What you have to do: Could you copy every one of the items below line for line, changing nothing?

Data to process:
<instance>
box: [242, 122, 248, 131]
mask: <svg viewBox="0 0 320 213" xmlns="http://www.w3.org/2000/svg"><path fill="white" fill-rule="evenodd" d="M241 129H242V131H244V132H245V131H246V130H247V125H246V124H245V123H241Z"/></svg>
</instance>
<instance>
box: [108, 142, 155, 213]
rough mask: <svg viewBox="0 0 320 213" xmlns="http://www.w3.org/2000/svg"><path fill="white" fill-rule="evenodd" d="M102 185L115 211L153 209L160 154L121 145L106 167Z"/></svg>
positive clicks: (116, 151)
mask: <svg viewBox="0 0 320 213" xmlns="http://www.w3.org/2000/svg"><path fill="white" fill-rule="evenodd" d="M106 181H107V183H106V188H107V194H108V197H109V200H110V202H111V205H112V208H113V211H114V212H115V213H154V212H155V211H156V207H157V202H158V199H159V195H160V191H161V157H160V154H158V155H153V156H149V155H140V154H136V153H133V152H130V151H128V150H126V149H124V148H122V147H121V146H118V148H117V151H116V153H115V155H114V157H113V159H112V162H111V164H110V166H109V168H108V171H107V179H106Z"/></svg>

Task answer:
<instance>
box: [242, 122, 248, 131]
mask: <svg viewBox="0 0 320 213" xmlns="http://www.w3.org/2000/svg"><path fill="white" fill-rule="evenodd" d="M241 129H242V131H244V132H245V131H246V130H247V125H246V124H245V123H241Z"/></svg>
</instance>
<instance>
box: [108, 142, 155, 213]
rough mask: <svg viewBox="0 0 320 213" xmlns="http://www.w3.org/2000/svg"><path fill="white" fill-rule="evenodd" d="M102 185L115 211L153 209L160 154L121 145L106 167Z"/></svg>
positive clicks: (116, 151)
mask: <svg viewBox="0 0 320 213" xmlns="http://www.w3.org/2000/svg"><path fill="white" fill-rule="evenodd" d="M106 181H107V183H106V188H107V194H108V197H109V200H110V202H111V205H112V208H113V211H114V212H115V213H154V212H155V211H156V207H157V202H158V199H159V195H160V191H161V157H160V154H158V155H153V156H149V155H140V154H136V153H133V152H130V151H128V150H126V149H124V148H122V147H121V146H118V148H117V151H116V153H115V155H114V157H113V159H112V162H111V164H110V166H109V168H108V171H107V179H106Z"/></svg>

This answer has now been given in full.